Problem details: Write out nothing except the lines of the entries below, from the first through the one containing "of window in", exactly and without pictures.

[Free-text object descriptions]
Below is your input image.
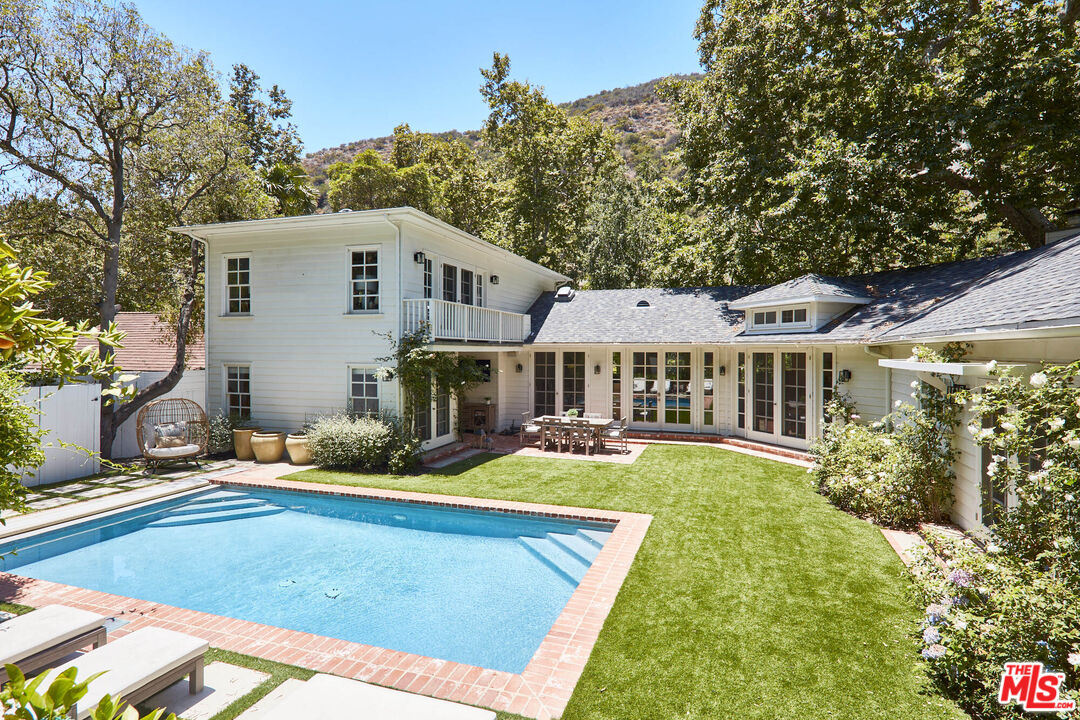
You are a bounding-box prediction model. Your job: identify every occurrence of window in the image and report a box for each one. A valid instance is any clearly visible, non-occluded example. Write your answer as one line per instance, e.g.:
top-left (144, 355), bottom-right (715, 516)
top-left (461, 269), bottom-right (474, 305)
top-left (534, 352), bottom-right (555, 416)
top-left (423, 257), bottom-right (433, 299)
top-left (225, 256), bottom-right (251, 314)
top-left (753, 310), bottom-right (778, 326)
top-left (781, 352), bottom-right (807, 439)
top-left (225, 365), bottom-right (251, 419)
top-left (981, 413), bottom-right (1008, 527)
top-left (612, 351), bottom-right (623, 420)
top-left (822, 352), bottom-right (834, 423)
top-left (703, 351), bottom-right (715, 426)
top-left (435, 385), bottom-right (450, 436)
top-left (737, 352), bottom-right (746, 429)
top-left (442, 264), bottom-right (457, 302)
top-left (349, 368), bottom-right (380, 416)
top-left (350, 250), bottom-right (379, 312)
top-left (781, 308), bottom-right (808, 324)
top-left (413, 380), bottom-right (432, 441)
top-left (562, 351), bottom-right (586, 414)
top-left (664, 351), bottom-right (691, 425)
top-left (475, 274), bottom-right (484, 307)
top-left (632, 352), bottom-right (659, 423)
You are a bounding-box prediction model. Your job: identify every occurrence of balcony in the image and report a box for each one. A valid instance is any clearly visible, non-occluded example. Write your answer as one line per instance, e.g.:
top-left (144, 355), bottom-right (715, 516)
top-left (402, 298), bottom-right (531, 344)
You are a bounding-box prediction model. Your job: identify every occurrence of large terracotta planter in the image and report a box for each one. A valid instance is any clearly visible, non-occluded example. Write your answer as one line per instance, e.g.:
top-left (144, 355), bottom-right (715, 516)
top-left (232, 428), bottom-right (259, 460)
top-left (285, 434), bottom-right (312, 465)
top-left (251, 431), bottom-right (287, 463)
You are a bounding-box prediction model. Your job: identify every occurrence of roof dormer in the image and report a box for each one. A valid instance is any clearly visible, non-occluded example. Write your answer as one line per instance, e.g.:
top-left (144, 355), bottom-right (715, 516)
top-left (729, 274), bottom-right (871, 333)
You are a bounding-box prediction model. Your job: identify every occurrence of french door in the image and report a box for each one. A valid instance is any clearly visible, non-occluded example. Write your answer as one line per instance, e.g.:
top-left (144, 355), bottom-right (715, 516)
top-left (746, 349), bottom-right (810, 448)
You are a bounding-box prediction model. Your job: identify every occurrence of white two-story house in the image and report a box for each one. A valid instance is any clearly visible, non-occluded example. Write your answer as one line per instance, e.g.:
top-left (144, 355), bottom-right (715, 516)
top-left (175, 207), bottom-right (1080, 535)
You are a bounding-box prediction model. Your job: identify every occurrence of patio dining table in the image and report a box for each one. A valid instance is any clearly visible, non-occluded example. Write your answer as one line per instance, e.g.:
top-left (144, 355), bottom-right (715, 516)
top-left (533, 415), bottom-right (614, 455)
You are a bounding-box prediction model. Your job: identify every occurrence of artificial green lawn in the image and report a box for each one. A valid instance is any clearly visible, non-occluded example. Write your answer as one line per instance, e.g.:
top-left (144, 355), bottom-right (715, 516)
top-left (286, 445), bottom-right (968, 720)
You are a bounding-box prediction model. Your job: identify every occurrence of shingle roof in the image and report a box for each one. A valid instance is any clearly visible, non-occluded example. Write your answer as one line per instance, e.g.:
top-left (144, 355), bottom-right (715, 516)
top-left (526, 287), bottom-right (760, 344)
top-left (729, 273), bottom-right (869, 308)
top-left (525, 233), bottom-right (1080, 345)
top-left (75, 312), bottom-right (205, 371)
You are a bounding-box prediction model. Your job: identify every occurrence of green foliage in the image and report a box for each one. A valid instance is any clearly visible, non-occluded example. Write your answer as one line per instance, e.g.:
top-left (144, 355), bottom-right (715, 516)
top-left (667, 0), bottom-right (1080, 285)
top-left (969, 360), bottom-right (1080, 583)
top-left (260, 162), bottom-right (317, 217)
top-left (307, 413), bottom-right (412, 473)
top-left (911, 533), bottom-right (1080, 718)
top-left (0, 370), bottom-right (40, 516)
top-left (228, 63), bottom-right (303, 168)
top-left (207, 413), bottom-right (251, 456)
top-left (1, 663), bottom-right (174, 720)
top-left (327, 149), bottom-right (441, 216)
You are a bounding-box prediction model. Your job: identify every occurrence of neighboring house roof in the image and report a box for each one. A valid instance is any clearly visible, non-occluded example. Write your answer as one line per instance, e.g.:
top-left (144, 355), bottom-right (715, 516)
top-left (526, 233), bottom-right (1080, 345)
top-left (75, 312), bottom-right (205, 371)
top-left (728, 273), bottom-right (870, 309)
top-left (526, 286), bottom-right (760, 344)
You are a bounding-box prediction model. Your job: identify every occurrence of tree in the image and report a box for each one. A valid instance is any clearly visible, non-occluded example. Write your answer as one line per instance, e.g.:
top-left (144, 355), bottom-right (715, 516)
top-left (326, 149), bottom-right (440, 215)
top-left (262, 161), bottom-right (317, 216)
top-left (668, 0), bottom-right (1080, 284)
top-left (228, 63), bottom-right (302, 168)
top-left (0, 0), bottom-right (271, 456)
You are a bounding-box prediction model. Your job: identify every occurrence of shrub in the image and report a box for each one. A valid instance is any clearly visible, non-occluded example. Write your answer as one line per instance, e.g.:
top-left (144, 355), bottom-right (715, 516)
top-left (307, 413), bottom-right (420, 473)
top-left (0, 369), bottom-right (43, 514)
top-left (207, 412), bottom-right (252, 456)
top-left (911, 533), bottom-right (1080, 718)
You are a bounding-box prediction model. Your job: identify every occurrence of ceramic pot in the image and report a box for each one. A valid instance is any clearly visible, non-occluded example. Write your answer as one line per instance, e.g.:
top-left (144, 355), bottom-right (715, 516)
top-left (285, 434), bottom-right (312, 465)
top-left (251, 431), bottom-right (286, 463)
top-left (232, 428), bottom-right (259, 460)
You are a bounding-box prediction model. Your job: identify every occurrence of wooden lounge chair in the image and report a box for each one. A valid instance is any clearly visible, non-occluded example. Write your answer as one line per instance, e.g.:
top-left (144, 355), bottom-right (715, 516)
top-left (0, 605), bottom-right (108, 683)
top-left (37, 626), bottom-right (208, 720)
top-left (519, 412), bottom-right (541, 446)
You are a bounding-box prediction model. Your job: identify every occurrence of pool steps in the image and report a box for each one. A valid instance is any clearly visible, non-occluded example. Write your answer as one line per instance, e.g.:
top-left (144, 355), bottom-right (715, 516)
top-left (146, 492), bottom-right (285, 528)
top-left (517, 528), bottom-right (612, 584)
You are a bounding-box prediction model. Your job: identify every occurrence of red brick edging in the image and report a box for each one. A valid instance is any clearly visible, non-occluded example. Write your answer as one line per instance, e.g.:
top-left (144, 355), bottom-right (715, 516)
top-left (0, 473), bottom-right (652, 720)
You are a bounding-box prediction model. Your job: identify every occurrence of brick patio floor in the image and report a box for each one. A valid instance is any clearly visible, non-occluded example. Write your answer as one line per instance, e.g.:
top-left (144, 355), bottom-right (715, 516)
top-left (0, 469), bottom-right (652, 720)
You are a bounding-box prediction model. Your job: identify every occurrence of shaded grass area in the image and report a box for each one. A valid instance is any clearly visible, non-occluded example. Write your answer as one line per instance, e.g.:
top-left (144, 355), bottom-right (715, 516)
top-left (201, 649), bottom-right (315, 720)
top-left (286, 445), bottom-right (967, 720)
top-left (0, 601), bottom-right (33, 615)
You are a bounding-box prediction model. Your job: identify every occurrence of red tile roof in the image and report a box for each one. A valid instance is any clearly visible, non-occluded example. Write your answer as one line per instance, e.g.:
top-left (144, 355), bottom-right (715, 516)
top-left (75, 312), bottom-right (205, 371)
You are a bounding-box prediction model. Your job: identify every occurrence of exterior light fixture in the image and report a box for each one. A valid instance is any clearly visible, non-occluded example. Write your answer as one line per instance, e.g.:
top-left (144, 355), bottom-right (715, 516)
top-left (413, 251), bottom-right (426, 265)
top-left (490, 275), bottom-right (500, 285)
top-left (718, 365), bottom-right (726, 376)
top-left (838, 369), bottom-right (852, 383)
top-left (594, 364), bottom-right (602, 375)
top-left (515, 363), bottom-right (523, 373)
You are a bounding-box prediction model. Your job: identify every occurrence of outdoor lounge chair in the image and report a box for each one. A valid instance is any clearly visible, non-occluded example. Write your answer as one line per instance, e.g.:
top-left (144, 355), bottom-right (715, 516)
top-left (519, 412), bottom-right (541, 446)
top-left (601, 417), bottom-right (629, 454)
top-left (36, 626), bottom-right (209, 720)
top-left (0, 605), bottom-right (108, 683)
top-left (136, 398), bottom-right (209, 474)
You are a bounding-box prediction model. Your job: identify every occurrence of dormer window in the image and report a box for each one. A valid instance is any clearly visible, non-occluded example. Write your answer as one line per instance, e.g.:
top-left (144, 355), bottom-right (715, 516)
top-left (782, 308), bottom-right (807, 324)
top-left (754, 310), bottom-right (777, 326)
top-left (749, 306), bottom-right (810, 330)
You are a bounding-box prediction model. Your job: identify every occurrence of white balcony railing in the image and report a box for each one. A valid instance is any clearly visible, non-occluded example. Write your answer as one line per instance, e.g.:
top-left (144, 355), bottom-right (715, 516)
top-left (402, 298), bottom-right (531, 343)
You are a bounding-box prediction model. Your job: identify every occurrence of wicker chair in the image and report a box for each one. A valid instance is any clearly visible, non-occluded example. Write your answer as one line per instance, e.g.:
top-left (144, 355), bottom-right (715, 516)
top-left (135, 398), bottom-right (209, 473)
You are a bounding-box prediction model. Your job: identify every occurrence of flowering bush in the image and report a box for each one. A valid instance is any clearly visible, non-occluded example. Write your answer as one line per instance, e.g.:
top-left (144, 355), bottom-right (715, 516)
top-left (307, 412), bottom-right (421, 474)
top-left (911, 532), bottom-right (1080, 718)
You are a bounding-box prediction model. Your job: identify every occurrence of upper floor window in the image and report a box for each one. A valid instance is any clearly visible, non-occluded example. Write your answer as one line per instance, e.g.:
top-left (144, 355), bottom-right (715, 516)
top-left (782, 308), bottom-right (807, 324)
top-left (423, 257), bottom-right (433, 299)
top-left (753, 310), bottom-right (777, 326)
top-left (461, 269), bottom-right (474, 305)
top-left (225, 255), bottom-right (251, 314)
top-left (476, 274), bottom-right (484, 307)
top-left (442, 263), bottom-right (457, 302)
top-left (350, 249), bottom-right (379, 312)
top-left (751, 306), bottom-right (809, 329)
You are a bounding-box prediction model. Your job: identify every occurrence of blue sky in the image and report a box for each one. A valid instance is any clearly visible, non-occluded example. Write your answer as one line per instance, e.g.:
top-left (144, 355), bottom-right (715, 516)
top-left (133, 0), bottom-right (704, 155)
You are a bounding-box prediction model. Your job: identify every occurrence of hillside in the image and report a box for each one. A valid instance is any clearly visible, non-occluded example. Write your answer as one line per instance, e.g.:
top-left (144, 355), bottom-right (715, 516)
top-left (300, 74), bottom-right (700, 184)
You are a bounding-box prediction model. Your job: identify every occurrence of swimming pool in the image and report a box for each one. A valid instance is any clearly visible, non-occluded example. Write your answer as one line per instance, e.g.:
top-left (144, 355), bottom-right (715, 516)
top-left (0, 486), bottom-right (614, 673)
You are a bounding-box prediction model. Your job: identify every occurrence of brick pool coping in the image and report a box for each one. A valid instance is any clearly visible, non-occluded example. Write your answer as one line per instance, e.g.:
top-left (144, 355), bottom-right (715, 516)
top-left (0, 472), bottom-right (652, 720)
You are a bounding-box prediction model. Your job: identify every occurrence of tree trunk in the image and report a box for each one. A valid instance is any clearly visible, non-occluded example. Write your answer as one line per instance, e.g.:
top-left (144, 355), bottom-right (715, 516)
top-left (99, 238), bottom-right (202, 458)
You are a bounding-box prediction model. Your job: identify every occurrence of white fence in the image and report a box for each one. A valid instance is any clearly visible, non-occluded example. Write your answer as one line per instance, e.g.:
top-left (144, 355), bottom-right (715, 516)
top-left (20, 384), bottom-right (101, 487)
top-left (19, 370), bottom-right (206, 486)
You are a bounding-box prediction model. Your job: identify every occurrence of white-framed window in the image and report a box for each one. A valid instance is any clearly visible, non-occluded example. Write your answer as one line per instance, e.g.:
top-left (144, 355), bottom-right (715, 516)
top-left (423, 257), bottom-right (434, 299)
top-left (475, 274), bottom-right (484, 307)
top-left (225, 364), bottom-right (251, 419)
top-left (461, 269), bottom-right (474, 305)
top-left (442, 263), bottom-right (457, 302)
top-left (224, 254), bottom-right (251, 315)
top-left (751, 306), bottom-right (809, 329)
top-left (349, 367), bottom-right (380, 416)
top-left (752, 310), bottom-right (778, 326)
top-left (349, 248), bottom-right (380, 312)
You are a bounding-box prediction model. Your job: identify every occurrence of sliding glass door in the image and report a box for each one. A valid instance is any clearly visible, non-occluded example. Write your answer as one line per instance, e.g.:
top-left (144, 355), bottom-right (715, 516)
top-left (746, 348), bottom-right (810, 448)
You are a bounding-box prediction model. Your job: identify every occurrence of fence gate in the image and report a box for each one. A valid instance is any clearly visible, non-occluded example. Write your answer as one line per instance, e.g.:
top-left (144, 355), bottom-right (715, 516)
top-left (20, 384), bottom-right (101, 487)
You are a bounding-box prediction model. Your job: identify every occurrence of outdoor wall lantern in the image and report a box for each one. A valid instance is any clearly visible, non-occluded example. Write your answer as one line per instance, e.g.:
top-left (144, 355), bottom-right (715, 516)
top-left (838, 369), bottom-right (852, 383)
top-left (515, 363), bottom-right (523, 373)
top-left (490, 275), bottom-right (500, 284)
top-left (718, 365), bottom-right (726, 376)
top-left (413, 251), bottom-right (426, 265)
top-left (594, 364), bottom-right (602, 375)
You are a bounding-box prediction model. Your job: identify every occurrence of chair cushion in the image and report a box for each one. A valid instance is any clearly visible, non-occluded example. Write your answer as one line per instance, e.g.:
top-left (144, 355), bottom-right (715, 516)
top-left (146, 444), bottom-right (200, 459)
top-left (523, 424), bottom-right (541, 433)
top-left (153, 421), bottom-right (187, 448)
top-left (0, 605), bottom-right (106, 666)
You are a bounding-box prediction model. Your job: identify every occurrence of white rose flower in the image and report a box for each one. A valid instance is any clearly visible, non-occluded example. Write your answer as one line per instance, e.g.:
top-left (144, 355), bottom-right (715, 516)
top-left (1049, 417), bottom-right (1066, 431)
top-left (1001, 421), bottom-right (1017, 432)
top-left (894, 400), bottom-right (902, 408)
top-left (1069, 652), bottom-right (1080, 667)
top-left (1030, 372), bottom-right (1048, 387)
top-left (986, 461), bottom-right (998, 476)
top-left (1068, 438), bottom-right (1080, 450)
top-left (910, 380), bottom-right (919, 389)
top-left (986, 360), bottom-right (998, 371)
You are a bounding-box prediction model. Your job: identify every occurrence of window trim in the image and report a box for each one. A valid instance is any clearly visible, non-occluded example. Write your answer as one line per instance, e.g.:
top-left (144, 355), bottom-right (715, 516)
top-left (347, 365), bottom-right (381, 417)
top-left (748, 304), bottom-right (812, 331)
top-left (222, 253), bottom-right (253, 316)
top-left (223, 363), bottom-right (252, 419)
top-left (346, 245), bottom-right (382, 314)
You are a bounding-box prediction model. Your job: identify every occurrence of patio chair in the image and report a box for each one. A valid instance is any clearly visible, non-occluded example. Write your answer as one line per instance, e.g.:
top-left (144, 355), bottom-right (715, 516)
top-left (36, 626), bottom-right (209, 720)
top-left (601, 417), bottom-right (629, 454)
top-left (566, 418), bottom-right (593, 454)
top-left (519, 412), bottom-right (541, 446)
top-left (584, 412), bottom-right (602, 419)
top-left (136, 398), bottom-right (209, 474)
top-left (0, 605), bottom-right (108, 683)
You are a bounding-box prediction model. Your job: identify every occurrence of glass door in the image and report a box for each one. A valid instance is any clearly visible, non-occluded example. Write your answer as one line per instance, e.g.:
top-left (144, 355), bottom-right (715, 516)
top-left (534, 352), bottom-right (555, 417)
top-left (750, 352), bottom-right (775, 437)
top-left (747, 349), bottom-right (811, 448)
top-left (781, 352), bottom-right (807, 440)
top-left (664, 351), bottom-right (692, 427)
top-left (562, 351), bottom-right (586, 414)
top-left (631, 351), bottom-right (659, 426)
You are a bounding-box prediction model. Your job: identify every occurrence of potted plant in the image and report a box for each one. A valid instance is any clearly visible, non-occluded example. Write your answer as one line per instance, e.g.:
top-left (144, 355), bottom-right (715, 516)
top-left (232, 423), bottom-right (261, 460)
top-left (566, 408), bottom-right (579, 418)
top-left (285, 429), bottom-right (312, 465)
top-left (251, 430), bottom-right (287, 463)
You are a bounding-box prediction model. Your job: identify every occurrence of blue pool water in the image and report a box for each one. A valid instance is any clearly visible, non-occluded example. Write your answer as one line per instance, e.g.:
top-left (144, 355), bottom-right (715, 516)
top-left (0, 486), bottom-right (613, 673)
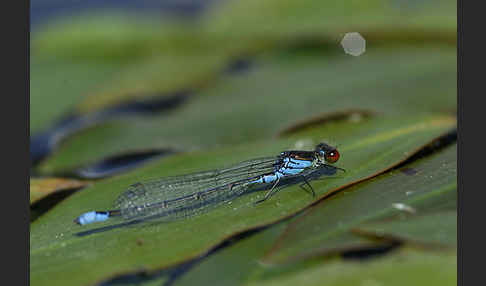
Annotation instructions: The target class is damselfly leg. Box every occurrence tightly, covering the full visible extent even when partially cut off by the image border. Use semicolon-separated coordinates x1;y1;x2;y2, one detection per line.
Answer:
255;176;281;204
299;175;315;197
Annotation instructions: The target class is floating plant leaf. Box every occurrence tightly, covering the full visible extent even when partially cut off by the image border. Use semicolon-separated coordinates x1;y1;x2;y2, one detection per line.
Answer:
30;113;454;286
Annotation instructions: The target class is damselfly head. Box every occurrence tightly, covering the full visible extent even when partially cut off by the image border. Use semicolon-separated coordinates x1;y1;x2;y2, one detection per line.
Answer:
315;143;340;164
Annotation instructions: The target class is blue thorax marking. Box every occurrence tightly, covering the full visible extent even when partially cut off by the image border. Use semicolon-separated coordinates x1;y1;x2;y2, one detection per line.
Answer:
281;157;312;172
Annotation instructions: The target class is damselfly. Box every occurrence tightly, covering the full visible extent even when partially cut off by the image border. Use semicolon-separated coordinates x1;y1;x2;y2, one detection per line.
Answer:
75;143;344;225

Task output:
Below is your input image.
You are a bounding-box prediction model. Your job: identify every occurrence of window in the image and report a box for each one. A valid instance is any clearly visible, non-occluded example. Write your answer as one line per instance, e.g.:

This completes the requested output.